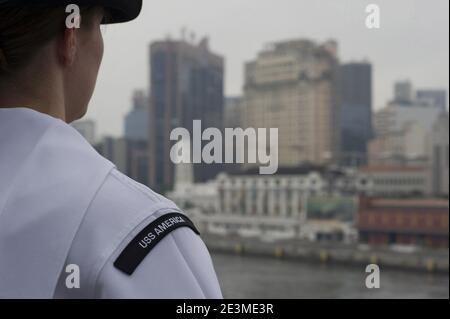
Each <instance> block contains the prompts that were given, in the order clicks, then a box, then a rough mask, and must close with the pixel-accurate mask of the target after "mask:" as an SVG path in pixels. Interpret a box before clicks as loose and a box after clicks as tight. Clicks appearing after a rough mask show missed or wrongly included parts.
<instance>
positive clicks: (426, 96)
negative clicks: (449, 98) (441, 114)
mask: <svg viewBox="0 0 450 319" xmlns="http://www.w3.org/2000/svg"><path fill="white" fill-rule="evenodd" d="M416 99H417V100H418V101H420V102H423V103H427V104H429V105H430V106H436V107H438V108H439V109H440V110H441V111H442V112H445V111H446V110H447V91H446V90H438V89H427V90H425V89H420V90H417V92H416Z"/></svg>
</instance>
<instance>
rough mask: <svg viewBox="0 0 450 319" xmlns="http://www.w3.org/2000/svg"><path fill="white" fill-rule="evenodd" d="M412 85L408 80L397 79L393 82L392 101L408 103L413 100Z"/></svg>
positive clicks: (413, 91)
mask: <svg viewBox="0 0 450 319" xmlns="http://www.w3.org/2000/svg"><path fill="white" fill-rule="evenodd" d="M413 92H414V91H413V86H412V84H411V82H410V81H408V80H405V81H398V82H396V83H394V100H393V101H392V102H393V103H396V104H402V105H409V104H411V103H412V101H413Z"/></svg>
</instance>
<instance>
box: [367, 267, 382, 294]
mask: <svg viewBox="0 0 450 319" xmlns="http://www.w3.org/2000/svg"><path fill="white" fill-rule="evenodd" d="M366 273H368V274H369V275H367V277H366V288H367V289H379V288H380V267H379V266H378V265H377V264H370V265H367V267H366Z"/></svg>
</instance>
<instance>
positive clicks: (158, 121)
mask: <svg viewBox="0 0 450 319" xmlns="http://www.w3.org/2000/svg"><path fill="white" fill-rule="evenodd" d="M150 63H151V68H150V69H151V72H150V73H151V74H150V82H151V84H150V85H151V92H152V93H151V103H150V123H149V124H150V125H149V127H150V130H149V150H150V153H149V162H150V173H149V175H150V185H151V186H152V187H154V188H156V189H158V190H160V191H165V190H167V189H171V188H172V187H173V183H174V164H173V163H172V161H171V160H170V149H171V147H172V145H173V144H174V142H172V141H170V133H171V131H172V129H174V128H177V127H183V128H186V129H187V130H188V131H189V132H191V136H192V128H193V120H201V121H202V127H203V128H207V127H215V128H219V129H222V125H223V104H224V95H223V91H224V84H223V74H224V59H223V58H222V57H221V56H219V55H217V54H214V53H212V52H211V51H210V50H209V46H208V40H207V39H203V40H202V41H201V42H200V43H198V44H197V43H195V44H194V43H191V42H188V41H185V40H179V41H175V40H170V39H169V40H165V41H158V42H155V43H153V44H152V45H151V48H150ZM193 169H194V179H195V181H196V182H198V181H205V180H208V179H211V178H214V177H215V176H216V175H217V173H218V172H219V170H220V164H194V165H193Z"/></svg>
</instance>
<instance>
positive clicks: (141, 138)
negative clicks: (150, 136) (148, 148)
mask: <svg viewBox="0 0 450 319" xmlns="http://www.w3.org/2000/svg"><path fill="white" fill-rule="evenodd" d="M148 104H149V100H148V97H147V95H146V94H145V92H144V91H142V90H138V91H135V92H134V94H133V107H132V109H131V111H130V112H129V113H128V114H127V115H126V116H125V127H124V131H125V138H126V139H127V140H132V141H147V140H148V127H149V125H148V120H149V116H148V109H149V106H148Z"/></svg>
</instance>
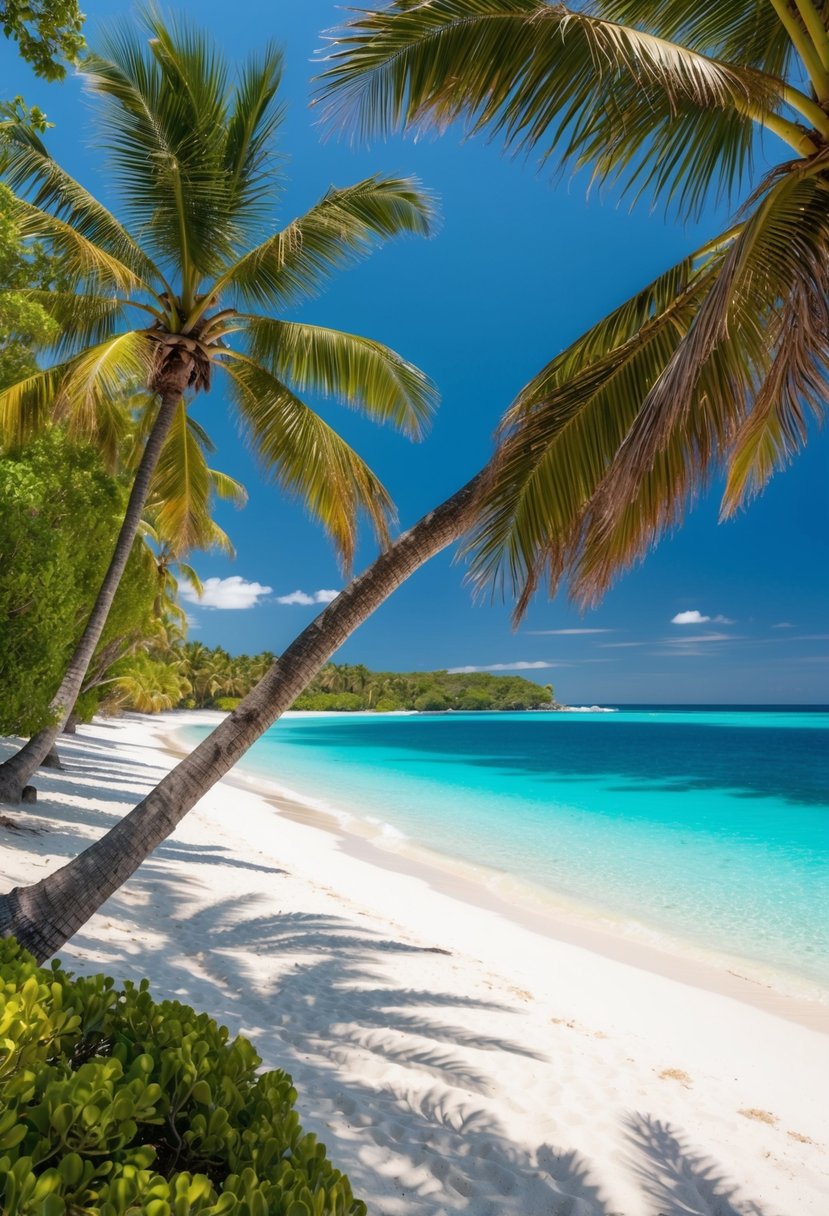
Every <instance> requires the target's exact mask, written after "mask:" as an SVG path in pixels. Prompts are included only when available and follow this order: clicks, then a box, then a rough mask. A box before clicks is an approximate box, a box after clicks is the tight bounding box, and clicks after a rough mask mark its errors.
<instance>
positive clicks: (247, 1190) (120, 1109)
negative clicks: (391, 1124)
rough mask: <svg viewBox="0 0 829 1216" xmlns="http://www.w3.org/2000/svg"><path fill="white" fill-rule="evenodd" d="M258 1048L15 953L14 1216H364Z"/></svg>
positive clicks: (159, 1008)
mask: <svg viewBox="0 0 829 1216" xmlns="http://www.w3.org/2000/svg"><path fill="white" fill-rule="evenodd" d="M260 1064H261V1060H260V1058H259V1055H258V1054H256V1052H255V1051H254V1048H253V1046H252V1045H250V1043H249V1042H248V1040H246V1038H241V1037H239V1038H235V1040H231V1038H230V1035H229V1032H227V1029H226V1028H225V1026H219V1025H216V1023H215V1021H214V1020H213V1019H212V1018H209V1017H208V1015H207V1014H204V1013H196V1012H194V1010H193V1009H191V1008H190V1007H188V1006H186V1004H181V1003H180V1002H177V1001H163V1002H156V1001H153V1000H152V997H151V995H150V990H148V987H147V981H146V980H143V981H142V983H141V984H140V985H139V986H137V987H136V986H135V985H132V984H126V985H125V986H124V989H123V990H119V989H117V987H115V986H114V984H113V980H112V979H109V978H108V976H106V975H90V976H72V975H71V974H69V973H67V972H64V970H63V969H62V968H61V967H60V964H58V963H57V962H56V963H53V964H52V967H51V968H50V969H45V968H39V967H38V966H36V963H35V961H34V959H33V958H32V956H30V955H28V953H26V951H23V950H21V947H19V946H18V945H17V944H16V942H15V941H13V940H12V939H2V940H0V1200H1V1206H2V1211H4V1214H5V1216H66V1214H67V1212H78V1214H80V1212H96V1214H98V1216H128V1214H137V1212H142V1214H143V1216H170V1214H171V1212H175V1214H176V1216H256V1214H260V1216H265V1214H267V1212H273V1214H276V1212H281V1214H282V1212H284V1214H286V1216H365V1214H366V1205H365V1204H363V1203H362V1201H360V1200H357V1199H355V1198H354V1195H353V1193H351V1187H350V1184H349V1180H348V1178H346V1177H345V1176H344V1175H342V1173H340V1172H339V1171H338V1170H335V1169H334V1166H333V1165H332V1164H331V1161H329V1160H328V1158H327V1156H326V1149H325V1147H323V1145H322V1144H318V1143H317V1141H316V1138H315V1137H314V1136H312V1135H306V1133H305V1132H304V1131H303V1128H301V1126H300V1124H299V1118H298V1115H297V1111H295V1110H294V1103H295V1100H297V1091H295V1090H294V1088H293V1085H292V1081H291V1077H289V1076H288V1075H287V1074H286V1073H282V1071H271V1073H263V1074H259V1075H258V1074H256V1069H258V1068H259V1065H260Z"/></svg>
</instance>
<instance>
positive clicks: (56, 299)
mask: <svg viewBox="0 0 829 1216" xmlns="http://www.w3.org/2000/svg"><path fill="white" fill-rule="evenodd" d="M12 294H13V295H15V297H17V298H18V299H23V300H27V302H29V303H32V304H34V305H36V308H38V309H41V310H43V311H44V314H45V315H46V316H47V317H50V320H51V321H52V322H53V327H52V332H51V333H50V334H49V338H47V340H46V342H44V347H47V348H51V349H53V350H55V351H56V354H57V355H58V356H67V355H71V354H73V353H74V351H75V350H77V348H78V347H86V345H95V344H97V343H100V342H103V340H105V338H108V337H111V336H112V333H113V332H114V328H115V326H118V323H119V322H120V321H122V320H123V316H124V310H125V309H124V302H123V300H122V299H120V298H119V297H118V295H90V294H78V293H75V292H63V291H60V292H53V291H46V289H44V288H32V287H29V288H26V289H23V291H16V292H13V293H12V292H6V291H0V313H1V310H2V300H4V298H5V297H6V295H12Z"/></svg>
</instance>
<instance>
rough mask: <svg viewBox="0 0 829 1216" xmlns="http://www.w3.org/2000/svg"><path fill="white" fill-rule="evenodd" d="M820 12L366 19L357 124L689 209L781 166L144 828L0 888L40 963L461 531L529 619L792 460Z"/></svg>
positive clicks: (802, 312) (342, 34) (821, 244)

■ **Instructions for the task**
Print the records word for word and exclude any picture they hold.

■ **Written answer**
Each <instance> block contains the prompts that were given, in the order clicks, then a box, then a rough mask, and must close with the pixel-accurate mask of the target after "mask:" as an SVG path in pixels. Interpret a box before clicks as loose and a box after clicks as tight. Clicks appearing after a rough mask show missed or wrongly included parts.
<instance>
positive clicks: (426, 96)
negative clicks: (449, 98) (441, 114)
mask: <svg viewBox="0 0 450 319" xmlns="http://www.w3.org/2000/svg"><path fill="white" fill-rule="evenodd" d="M416 99H417V100H418V101H420V102H423V103H427V104H429V105H430V106H436V107H438V108H439V109H440V110H441V111H442V112H445V111H446V110H447V91H446V90H438V89H427V90H425V89H420V90H417V92H416Z"/></svg>
</instance>
<instance>
rough mask: <svg viewBox="0 0 450 319" xmlns="http://www.w3.org/2000/svg"><path fill="white" fill-rule="evenodd" d="M412 85L408 80L397 79L393 82L392 101L408 103L413 100Z"/></svg>
positive clicks: (413, 91)
mask: <svg viewBox="0 0 450 319" xmlns="http://www.w3.org/2000/svg"><path fill="white" fill-rule="evenodd" d="M413 92H414V91H413V86H412V84H411V82H410V81H408V80H405V81H398V82H396V83H394V100H393V101H392V102H393V103H396V104H402V105H409V104H411V103H412V101H413Z"/></svg>
</instance>
<instance>
box: [367, 267, 382, 294]
mask: <svg viewBox="0 0 450 319" xmlns="http://www.w3.org/2000/svg"><path fill="white" fill-rule="evenodd" d="M366 273H368V274H369V275H367V277H366V288H367V289H379V288H380V267H379V266H378V265H377V264H370V265H367V267H366Z"/></svg>
</instance>
<instance>
positive clicks: (158, 121)
mask: <svg viewBox="0 0 450 319" xmlns="http://www.w3.org/2000/svg"><path fill="white" fill-rule="evenodd" d="M150 63H151V68H150V69H151V72H150V73H151V74H150V82H151V84H150V85H151V92H152V93H151V103H150V123H149V124H150V125H149V127H150V130H149V150H150V153H149V162H150V173H149V175H150V185H151V186H152V187H154V188H156V189H158V190H160V191H165V190H167V189H171V188H172V187H173V183H174V164H173V163H172V161H171V160H170V149H171V147H172V145H173V144H174V142H172V141H170V133H171V131H172V129H174V128H177V127H183V128H186V129H187V130H188V131H189V132H191V136H192V128H193V120H201V121H202V127H203V128H207V127H215V128H219V129H222V125H223V104H224V95H223V91H224V84H223V74H224V59H223V58H222V57H221V56H219V55H217V54H214V53H212V52H211V51H210V50H209V46H208V40H207V39H203V40H202V41H201V42H200V43H198V44H197V43H195V44H194V43H191V42H188V41H185V40H179V41H175V40H170V39H169V40H165V41H158V42H155V43H153V44H152V45H151V48H150ZM193 169H194V179H195V181H196V182H198V181H205V180H208V179H211V178H214V177H215V176H216V175H217V173H218V172H219V170H220V164H194V165H193Z"/></svg>
</instance>
<instance>
positive clicks: (141, 138)
negative clicks: (150, 136) (148, 148)
mask: <svg viewBox="0 0 450 319" xmlns="http://www.w3.org/2000/svg"><path fill="white" fill-rule="evenodd" d="M148 104H149V100H148V97H147V95H146V94H145V92H144V91H142V90H138V91H135V92H134V94H133V107H132V109H131V111H130V112H129V113H128V114H127V115H126V116H125V127H124V131H125V138H126V139H127V140H132V141H147V140H148V127H149V125H148V120H149V116H148V109H149V106H148Z"/></svg>
</instance>
Every <instance> requires the target's exact mask, written after "mask:" as an SVG path in pixels. Prompts are included only when available and follow this order: clicks, then a box, then a rough mask. A box before clicks is an approximate box, a box after clicks is the tight bounding box, and clicks after a rough mask mark its errors.
<instance>
positive clicks: (247, 1190) (120, 1109)
negative clicks: (391, 1124)
rough mask: <svg viewBox="0 0 829 1216" xmlns="http://www.w3.org/2000/svg"><path fill="white" fill-rule="evenodd" d="M258 1048L15 953L14 1216H364Z"/></svg>
positive clicks: (159, 1008)
mask: <svg viewBox="0 0 829 1216" xmlns="http://www.w3.org/2000/svg"><path fill="white" fill-rule="evenodd" d="M260 1064H261V1060H260V1058H259V1055H258V1054H256V1052H255V1051H254V1048H253V1046H252V1045H250V1043H249V1042H248V1040H246V1038H241V1037H239V1038H235V1040H231V1038H230V1035H229V1032H227V1029H226V1028H225V1026H219V1025H216V1023H215V1021H214V1020H213V1019H212V1018H209V1017H208V1015H207V1014H204V1013H196V1012H194V1010H193V1009H191V1008H190V1007H188V1006H186V1004H181V1003H180V1002H177V1001H163V1002H156V1001H153V1000H152V997H151V995H150V990H148V987H147V981H146V980H143V981H142V983H141V984H140V985H139V986H137V987H136V986H135V985H132V984H126V985H125V986H124V989H123V990H119V989H117V987H115V986H114V984H113V980H112V979H109V978H108V976H106V975H90V976H72V975H71V974H69V973H67V972H64V970H63V969H62V968H61V967H60V964H58V963H57V962H56V963H53V964H52V967H51V968H50V969H45V968H39V967H38V966H36V963H35V961H34V959H33V958H32V956H30V955H28V953H26V951H23V950H21V947H19V946H18V945H17V944H16V942H15V941H13V940H12V939H2V940H0V1200H1V1206H2V1211H4V1214H5V1216H66V1214H67V1212H78V1214H80V1212H96V1214H98V1216H128V1214H137V1212H142V1214H143V1216H170V1214H171V1212H175V1214H176V1216H256V1214H260V1216H265V1214H267V1212H273V1214H276V1212H281V1214H282V1212H284V1214H286V1216H365V1214H366V1205H365V1204H363V1203H362V1201H360V1200H357V1199H355V1198H354V1195H353V1193H351V1187H350V1184H349V1180H348V1178H346V1177H345V1176H344V1175H342V1173H340V1172H339V1171H338V1170H335V1169H334V1166H333V1165H332V1164H331V1161H329V1160H328V1158H327V1156H326V1149H325V1147H323V1145H322V1144H318V1143H317V1141H316V1138H315V1137H314V1136H312V1135H306V1133H305V1132H304V1131H303V1128H301V1126H300V1124H299V1118H298V1115H297V1111H295V1110H294V1103H295V1100H297V1091H295V1090H294V1088H293V1085H292V1081H291V1077H289V1076H288V1075H287V1074H286V1073H282V1071H271V1073H263V1074H259V1075H258V1074H256V1069H258V1068H259V1065H260Z"/></svg>
</instance>
<instance>
positive clicks: (56, 299)
mask: <svg viewBox="0 0 829 1216" xmlns="http://www.w3.org/2000/svg"><path fill="white" fill-rule="evenodd" d="M12 294H13V295H15V297H17V298H18V299H23V300H27V302H29V303H32V304H34V305H36V308H38V309H41V310H43V311H44V314H45V315H46V316H47V317H50V320H51V321H52V322H53V327H52V332H51V333H50V334H49V338H47V340H46V342H44V347H47V348H51V349H53V350H55V351H56V354H57V355H58V356H67V355H71V354H73V353H74V351H75V350H77V348H78V347H86V345H95V344H97V343H100V342H103V340H105V338H108V337H111V336H112V333H113V332H114V328H115V326H118V323H119V322H120V321H122V320H123V316H124V310H125V309H124V302H123V300H122V299H120V298H119V297H118V295H90V294H78V293H75V292H63V291H60V292H53V291H46V289H44V288H32V287H29V288H26V289H23V291H16V292H13V293H12V292H6V291H0V313H1V310H2V300H4V298H5V297H6V295H12Z"/></svg>
</instance>
<instance>
rough mask: <svg viewBox="0 0 829 1216" xmlns="http://www.w3.org/2000/svg"><path fill="white" fill-rule="evenodd" d="M820 12L366 19L357 124L689 209L781 166L144 828L0 888L40 963L461 531L529 619L792 460Z"/></svg>
positive clicks: (802, 312) (342, 34) (821, 244)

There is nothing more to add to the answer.